## [DATASET CONTENT]
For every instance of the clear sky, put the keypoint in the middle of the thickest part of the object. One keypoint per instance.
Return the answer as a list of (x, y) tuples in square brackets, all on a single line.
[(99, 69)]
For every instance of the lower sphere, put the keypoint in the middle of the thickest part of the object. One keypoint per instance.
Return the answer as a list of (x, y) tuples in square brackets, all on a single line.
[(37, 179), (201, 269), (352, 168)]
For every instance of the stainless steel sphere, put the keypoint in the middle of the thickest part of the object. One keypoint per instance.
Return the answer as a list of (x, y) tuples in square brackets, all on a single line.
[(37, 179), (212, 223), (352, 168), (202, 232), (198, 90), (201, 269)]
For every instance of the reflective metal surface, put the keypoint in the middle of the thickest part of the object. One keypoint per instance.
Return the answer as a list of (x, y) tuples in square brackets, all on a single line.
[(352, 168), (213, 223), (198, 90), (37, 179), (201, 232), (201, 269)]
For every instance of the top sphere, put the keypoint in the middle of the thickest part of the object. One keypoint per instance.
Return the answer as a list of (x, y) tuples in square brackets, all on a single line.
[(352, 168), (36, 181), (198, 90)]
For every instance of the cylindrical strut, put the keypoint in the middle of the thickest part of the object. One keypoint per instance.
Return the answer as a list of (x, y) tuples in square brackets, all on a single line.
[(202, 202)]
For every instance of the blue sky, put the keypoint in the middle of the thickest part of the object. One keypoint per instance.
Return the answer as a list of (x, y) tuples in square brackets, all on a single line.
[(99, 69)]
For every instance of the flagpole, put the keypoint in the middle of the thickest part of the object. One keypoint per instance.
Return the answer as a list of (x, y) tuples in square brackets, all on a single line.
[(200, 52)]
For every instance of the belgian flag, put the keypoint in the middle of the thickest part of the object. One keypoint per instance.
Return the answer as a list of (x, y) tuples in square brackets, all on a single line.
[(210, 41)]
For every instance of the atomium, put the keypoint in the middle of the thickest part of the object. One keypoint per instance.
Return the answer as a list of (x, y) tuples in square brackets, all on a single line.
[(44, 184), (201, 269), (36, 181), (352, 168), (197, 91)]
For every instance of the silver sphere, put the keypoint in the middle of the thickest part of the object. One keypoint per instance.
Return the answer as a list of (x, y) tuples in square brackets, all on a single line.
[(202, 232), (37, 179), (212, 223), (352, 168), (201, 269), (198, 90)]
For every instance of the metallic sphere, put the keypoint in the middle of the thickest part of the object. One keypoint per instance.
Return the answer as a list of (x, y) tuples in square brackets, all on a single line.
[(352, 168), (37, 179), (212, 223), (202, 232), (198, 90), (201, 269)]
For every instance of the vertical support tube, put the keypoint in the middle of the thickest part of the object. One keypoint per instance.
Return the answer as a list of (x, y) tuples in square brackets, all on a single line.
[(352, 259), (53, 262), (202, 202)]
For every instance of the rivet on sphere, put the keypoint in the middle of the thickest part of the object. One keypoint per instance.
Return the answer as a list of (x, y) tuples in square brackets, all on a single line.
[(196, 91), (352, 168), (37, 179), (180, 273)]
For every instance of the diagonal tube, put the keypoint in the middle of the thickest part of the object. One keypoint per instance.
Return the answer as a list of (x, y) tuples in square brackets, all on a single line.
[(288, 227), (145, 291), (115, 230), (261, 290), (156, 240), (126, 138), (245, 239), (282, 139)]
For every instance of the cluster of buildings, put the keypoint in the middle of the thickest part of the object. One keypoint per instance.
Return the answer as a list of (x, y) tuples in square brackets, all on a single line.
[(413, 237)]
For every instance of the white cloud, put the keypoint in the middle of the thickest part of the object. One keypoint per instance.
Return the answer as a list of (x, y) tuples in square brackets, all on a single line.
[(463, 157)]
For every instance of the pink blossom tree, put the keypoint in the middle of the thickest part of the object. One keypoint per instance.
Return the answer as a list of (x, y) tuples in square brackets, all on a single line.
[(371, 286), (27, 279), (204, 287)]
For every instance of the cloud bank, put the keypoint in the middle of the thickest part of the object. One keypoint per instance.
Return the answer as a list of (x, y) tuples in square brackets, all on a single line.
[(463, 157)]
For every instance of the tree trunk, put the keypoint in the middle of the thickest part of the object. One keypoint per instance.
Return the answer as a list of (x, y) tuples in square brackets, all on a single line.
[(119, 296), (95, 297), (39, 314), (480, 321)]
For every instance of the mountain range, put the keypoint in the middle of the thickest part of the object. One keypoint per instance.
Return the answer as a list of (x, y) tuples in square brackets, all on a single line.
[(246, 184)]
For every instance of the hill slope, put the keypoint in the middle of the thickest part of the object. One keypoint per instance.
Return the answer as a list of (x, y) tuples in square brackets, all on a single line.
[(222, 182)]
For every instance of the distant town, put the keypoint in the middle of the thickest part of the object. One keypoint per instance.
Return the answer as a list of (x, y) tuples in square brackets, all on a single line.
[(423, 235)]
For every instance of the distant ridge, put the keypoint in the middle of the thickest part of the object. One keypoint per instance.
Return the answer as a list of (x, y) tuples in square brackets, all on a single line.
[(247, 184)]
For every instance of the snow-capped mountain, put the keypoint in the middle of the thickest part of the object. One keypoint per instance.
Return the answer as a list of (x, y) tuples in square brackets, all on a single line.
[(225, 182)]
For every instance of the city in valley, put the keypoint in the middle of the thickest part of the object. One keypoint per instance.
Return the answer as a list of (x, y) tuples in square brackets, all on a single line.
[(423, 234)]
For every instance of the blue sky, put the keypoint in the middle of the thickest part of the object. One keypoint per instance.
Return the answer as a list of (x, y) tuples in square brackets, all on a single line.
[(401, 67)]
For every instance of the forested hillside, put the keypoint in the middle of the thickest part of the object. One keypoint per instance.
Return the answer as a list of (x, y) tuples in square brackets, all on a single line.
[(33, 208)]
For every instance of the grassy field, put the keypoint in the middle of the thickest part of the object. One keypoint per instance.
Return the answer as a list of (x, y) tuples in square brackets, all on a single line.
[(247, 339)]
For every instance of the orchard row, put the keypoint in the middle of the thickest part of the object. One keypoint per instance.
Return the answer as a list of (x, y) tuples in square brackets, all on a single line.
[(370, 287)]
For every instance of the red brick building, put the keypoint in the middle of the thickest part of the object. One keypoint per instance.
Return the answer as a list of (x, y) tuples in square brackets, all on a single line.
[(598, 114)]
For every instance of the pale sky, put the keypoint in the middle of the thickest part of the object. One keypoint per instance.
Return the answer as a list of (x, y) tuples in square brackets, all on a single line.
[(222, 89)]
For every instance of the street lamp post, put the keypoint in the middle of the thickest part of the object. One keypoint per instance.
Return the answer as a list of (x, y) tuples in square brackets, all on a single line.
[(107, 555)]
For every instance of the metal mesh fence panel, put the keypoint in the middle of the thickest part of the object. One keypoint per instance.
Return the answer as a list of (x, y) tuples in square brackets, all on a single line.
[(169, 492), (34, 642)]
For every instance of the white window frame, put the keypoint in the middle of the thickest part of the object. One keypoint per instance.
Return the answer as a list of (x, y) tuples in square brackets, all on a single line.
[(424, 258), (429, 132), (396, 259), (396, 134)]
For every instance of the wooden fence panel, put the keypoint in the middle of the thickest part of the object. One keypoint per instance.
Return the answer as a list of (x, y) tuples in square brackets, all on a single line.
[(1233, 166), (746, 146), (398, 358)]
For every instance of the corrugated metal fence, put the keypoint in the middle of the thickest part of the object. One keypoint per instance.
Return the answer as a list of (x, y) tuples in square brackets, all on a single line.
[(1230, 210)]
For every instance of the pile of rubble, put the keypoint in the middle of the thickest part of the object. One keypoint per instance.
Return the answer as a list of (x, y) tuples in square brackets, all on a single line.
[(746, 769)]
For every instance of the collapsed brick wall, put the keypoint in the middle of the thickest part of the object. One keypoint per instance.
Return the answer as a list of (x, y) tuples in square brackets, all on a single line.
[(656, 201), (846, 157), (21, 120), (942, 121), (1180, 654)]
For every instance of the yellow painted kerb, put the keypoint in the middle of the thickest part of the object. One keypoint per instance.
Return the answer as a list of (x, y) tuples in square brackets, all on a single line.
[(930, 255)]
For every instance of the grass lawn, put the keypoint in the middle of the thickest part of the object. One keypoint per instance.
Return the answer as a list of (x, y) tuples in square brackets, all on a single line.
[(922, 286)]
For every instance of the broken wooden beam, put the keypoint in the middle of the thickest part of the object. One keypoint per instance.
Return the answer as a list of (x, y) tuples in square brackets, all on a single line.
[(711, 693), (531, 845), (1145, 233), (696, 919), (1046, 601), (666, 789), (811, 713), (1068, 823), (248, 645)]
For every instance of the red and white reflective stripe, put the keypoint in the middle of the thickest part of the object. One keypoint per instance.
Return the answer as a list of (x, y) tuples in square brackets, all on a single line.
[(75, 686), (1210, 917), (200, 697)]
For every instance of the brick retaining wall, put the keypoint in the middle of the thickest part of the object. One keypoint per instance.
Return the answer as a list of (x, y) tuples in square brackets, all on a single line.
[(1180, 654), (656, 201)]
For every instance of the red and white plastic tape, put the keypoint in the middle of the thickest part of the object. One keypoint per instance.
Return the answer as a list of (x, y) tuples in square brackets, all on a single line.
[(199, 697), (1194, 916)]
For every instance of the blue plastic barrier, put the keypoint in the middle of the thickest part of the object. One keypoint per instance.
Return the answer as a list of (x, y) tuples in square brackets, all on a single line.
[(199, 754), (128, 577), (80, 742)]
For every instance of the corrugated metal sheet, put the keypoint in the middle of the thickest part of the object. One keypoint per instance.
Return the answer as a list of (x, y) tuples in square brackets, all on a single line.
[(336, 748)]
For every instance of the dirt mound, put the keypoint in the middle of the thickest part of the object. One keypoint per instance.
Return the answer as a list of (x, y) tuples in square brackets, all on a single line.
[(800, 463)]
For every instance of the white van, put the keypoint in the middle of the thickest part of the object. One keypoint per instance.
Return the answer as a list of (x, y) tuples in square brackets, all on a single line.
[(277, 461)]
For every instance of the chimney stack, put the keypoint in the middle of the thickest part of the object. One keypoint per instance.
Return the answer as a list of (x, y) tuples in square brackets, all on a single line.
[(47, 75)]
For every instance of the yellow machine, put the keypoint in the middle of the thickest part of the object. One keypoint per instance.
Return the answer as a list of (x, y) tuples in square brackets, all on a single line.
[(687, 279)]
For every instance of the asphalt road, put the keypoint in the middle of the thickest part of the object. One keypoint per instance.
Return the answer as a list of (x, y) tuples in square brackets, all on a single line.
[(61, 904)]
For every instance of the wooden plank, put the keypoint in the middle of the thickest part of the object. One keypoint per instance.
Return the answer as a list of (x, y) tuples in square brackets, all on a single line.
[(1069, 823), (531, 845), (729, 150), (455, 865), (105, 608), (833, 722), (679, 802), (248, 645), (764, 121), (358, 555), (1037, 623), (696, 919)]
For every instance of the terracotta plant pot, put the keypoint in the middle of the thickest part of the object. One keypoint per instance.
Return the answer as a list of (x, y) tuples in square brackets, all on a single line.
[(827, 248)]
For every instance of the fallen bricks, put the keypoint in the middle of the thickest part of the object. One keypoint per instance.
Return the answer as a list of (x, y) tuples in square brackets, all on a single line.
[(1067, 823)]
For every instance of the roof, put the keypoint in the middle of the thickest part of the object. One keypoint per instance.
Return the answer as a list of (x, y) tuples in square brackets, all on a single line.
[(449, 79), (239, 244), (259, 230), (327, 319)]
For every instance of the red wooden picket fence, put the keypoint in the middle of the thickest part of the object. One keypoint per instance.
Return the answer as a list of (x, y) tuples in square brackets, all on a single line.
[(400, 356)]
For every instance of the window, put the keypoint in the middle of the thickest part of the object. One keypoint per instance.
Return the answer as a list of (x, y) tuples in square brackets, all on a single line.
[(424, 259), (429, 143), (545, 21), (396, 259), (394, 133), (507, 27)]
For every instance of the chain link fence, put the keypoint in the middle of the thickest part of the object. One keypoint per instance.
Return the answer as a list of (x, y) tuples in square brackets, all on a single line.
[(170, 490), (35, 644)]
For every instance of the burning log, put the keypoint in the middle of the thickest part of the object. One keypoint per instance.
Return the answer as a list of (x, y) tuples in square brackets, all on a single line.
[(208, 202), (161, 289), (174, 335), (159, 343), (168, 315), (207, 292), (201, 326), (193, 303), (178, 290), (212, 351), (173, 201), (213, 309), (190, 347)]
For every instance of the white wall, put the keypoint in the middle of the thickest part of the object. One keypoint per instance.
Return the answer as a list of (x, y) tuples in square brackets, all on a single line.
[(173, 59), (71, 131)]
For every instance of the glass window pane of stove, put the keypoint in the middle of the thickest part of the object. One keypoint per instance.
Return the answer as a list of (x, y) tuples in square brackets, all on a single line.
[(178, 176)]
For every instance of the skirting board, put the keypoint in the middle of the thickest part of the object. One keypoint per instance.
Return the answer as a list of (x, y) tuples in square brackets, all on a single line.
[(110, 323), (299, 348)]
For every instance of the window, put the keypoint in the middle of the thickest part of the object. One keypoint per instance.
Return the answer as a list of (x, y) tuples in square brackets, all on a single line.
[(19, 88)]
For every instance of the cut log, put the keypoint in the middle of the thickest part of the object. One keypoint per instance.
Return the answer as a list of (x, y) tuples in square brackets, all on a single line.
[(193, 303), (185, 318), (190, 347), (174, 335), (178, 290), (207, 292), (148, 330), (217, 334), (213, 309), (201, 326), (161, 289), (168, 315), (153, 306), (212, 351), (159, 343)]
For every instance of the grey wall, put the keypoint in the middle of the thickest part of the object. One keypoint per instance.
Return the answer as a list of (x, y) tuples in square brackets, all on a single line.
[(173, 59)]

## [WORK REQUIRED]
Report, from the entries above, each line where "window" is found.

## [RESULT BELOW]
For every instance of the white window frame, put the keypoint in the middle of the thickest part of the object. One keypoint per instance.
For every instance of the window, put the keypoint in the middle of the thickest part of the object. One keypoint per instance.
For every instance of the glass window pane of stove, put the keypoint in the middle of the thickest part of the object. One keypoint per instance.
For every instance of the window, put the keypoint in the middle of the thickest part of the object. One keypoint per instance.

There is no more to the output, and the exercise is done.